Another table was roaring laughing. It wasn't too loud of a roaring laughter. It was just that the whole table was red in the face, from laughing very hard, at a dinner companion's story.

It made me laugh, just watching them laugh!

The odd happening was that....

A woman at a nearby table rolled her eyes.
She rolled her eyes because she was annoyed by their laughter.

In all that's happening in the world......of all the stress that we are all under....in all the tragedies and heavy loads that people have to carry....why would someone get annoyed at laughter?

I love to laugh! It's one of my favorite things to do. I love a rip-roaring....beet red face.....tears rolling down my cheeks...showing my fillings.....laughter!!

I love how it doesn't cost any money to do it. I love how everyone....everywhere...every cultural enjoys it.

If you are like me, and this is your first Thanksgiving and Christmas, with someone missing from the table, I encourage us all to do what we would want our loved ones to do......LAUGH!!

These won't give you a rip-roaring.... red in the face....tears streamin' laugh, but they will give you a chuckle to start your thankful celebration right!







What was the last thing you laughed at?

November 19, 2009

A Hot Mess

Livin' in Louisiana, is a catalyst for a full life!

Everyday, brings someone.....something.....some experience, that makes me smile, or scratch my head, at the end of the day.

One day I can be at a bonfire, the next day at a classic play, or perhaps a fad....new....chic cafe.

I get to witness creative people, who have incredible talent and skills. I get to witness incredible people, who carry truckloads of hardships, and carry them in the most humble and divine manner.

Here's a week in the life of Louisiana Real Wife .........


There is not a Louisiana sunset that goes by, that is not incredibly beautiful, and that I admire and appreciate. I stop where I am, and look at it....and point it out. This particular evening I walked out my front door, and I stopped.....I admired....I turned around and went back inside and got my camera...... I'm late....."You're a hot mess." said 'Honey'. "I can't help it", I reply.
He says this because I always take pictures of sunsets, and I have hundreds, but I always complain that they neva' turn out like the real one.

It didn't turn out like the real one.....

One night I went to Zoe's. A chic...fad....joint. It's famous for it's chicken salad! Southern women have the market on chicken salad.
They serve drinks like..."Sparkling Pomegranate".

Now these three are a hot mess!! (I'm borrowing this new phrase, 'hot mess', from the one in the middle.) It's her new buzz word. But neva' mind the two on the left....they have had there 15 minutes of fame on Livin' Louisiana. See that gorgeous hunk of hot mess on the right? You and I would walk along and see her out somewhere and think, "Run her ova'!" She's that beautiful!

Point-placement records
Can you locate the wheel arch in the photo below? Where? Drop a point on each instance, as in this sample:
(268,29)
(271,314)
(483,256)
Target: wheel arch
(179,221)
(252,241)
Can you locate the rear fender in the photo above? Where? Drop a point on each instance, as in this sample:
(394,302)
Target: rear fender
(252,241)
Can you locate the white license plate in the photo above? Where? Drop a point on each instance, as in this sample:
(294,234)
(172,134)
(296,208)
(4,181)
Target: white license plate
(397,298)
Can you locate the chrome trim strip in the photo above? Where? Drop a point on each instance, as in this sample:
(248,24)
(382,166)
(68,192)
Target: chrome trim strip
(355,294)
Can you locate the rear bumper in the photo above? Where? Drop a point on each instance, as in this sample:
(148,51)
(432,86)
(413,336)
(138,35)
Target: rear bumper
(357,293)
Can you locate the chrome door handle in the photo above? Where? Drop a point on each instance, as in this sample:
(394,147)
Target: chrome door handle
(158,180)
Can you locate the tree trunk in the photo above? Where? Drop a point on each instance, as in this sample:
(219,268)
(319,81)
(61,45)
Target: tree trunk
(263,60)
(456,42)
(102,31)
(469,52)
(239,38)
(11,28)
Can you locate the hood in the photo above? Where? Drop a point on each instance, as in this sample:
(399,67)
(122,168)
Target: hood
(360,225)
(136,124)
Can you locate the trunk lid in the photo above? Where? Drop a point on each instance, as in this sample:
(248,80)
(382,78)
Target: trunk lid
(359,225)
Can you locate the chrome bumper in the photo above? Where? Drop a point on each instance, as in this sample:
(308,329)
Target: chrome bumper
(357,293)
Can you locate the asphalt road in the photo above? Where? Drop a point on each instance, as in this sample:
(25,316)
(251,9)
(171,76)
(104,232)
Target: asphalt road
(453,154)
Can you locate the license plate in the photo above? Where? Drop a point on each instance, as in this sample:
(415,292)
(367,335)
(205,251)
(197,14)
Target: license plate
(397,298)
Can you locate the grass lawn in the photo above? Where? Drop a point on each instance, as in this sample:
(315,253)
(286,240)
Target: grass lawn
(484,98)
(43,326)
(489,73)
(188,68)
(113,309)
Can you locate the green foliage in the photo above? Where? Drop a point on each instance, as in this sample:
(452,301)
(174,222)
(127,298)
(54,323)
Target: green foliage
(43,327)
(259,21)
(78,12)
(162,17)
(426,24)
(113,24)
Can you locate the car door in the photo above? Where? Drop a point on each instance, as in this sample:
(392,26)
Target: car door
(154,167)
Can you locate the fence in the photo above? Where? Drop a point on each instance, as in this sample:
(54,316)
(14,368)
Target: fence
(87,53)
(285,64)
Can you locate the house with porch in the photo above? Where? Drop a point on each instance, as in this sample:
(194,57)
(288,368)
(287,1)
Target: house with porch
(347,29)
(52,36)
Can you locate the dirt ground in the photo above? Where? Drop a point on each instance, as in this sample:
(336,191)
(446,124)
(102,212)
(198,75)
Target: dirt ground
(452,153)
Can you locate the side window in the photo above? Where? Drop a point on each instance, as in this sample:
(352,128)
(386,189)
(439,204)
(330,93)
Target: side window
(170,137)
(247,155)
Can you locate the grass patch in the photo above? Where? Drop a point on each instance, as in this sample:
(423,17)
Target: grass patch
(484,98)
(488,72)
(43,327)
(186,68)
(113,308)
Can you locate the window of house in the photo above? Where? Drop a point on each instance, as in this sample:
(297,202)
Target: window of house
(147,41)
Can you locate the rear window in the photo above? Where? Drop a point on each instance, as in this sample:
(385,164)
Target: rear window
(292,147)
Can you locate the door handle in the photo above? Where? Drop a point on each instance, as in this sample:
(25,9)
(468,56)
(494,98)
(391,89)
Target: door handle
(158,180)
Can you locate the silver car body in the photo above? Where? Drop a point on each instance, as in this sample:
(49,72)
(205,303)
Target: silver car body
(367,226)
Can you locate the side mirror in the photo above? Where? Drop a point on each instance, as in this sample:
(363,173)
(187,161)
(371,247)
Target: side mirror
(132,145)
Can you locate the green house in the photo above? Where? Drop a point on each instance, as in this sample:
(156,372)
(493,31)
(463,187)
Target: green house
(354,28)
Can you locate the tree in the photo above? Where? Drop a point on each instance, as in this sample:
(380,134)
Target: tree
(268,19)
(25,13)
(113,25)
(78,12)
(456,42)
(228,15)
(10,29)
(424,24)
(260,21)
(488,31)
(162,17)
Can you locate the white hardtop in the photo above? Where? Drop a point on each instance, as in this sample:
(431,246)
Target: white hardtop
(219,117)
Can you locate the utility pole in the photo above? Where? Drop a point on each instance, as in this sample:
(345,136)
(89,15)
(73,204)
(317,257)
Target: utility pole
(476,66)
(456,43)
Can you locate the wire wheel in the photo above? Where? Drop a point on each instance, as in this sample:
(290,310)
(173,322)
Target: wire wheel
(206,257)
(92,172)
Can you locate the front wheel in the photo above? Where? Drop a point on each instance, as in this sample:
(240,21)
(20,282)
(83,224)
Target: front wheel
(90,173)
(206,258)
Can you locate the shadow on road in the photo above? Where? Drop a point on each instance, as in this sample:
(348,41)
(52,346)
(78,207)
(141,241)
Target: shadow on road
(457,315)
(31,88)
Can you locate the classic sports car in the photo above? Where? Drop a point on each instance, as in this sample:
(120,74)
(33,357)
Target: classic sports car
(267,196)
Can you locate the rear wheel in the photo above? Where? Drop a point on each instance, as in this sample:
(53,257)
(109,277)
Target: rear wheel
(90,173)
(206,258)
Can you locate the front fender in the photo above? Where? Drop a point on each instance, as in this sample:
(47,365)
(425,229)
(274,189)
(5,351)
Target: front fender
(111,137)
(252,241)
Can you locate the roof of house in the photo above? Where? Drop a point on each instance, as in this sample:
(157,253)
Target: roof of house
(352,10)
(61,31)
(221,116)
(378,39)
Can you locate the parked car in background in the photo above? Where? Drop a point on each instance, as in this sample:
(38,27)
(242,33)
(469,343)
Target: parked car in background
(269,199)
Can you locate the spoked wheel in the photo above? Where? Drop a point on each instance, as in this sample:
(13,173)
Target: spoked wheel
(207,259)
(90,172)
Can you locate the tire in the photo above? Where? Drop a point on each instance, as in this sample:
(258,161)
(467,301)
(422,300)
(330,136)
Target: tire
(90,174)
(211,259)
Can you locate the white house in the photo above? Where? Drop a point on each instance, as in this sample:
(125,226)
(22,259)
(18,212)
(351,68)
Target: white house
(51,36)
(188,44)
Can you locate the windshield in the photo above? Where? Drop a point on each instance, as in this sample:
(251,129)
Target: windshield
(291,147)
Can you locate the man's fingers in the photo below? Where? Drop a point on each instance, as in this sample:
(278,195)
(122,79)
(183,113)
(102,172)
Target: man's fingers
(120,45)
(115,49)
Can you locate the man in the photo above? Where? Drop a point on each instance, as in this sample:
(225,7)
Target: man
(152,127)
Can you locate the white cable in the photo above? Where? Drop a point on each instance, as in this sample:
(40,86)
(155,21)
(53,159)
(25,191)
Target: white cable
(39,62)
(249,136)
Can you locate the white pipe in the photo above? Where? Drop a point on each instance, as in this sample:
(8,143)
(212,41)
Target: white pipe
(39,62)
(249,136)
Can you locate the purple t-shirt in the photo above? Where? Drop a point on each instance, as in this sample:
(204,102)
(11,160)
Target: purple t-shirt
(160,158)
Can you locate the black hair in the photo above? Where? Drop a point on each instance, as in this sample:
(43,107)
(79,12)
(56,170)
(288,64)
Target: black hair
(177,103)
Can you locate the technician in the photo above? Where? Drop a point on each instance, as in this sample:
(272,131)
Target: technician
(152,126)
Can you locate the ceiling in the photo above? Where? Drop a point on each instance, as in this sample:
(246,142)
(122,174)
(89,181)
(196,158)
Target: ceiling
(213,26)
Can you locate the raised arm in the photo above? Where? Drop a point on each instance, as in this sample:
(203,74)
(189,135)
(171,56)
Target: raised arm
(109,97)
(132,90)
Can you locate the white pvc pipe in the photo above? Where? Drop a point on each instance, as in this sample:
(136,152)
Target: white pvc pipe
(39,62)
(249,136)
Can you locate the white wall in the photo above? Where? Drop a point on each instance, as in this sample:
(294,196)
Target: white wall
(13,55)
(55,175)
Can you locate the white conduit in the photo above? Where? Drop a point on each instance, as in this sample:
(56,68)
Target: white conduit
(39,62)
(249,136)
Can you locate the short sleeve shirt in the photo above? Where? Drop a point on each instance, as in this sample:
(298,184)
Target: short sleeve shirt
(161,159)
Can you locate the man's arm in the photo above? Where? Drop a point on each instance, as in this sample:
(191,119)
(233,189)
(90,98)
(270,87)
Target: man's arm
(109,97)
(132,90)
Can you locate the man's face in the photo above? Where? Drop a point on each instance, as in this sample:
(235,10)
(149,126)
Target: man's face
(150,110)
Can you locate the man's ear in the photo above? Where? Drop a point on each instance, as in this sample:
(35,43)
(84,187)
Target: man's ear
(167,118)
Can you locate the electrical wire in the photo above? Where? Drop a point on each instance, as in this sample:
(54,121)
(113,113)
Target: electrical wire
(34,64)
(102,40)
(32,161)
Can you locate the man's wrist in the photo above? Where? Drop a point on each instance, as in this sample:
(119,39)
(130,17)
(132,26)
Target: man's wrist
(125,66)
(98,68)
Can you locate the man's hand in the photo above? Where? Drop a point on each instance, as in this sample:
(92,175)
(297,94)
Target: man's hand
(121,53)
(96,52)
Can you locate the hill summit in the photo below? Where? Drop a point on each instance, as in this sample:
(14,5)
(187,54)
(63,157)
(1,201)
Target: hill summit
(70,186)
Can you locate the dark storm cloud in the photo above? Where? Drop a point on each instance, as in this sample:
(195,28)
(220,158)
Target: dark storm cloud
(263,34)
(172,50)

# Stated exercise 1
From the blog passage, repeat word for word the part starting with "Here's a week" and going on through "on chicken salad.".
# Stated exercise 2
In the blog passage, what is Zoe's famous for?

# Final result 1
Here's a week in the life of Louisiana Real Wife .........


There is not a Louisiana sunset that goes by, that is not incredibly beautiful, and that I admire and appreciate. I stop where I am, and look at it....and point it out. This particular evening I walked out my front door, and I stopped.....I admired....I turned around and went back inside and got my camera...... I'm late....."You're a hot mess." said 'Honey'. "I can't help it", I reply.
He says this because I always take pictures of sunsets, and I have hundreds, but I always complain that they neva' turn out like the real one.

It didn't turn out like the real one.....

One night I went to Zoe's. A chic...fad....joint. It's famous for it's chicken salad! Southern women have the market on chicken salad.

# Final result 2
Its chicken salad.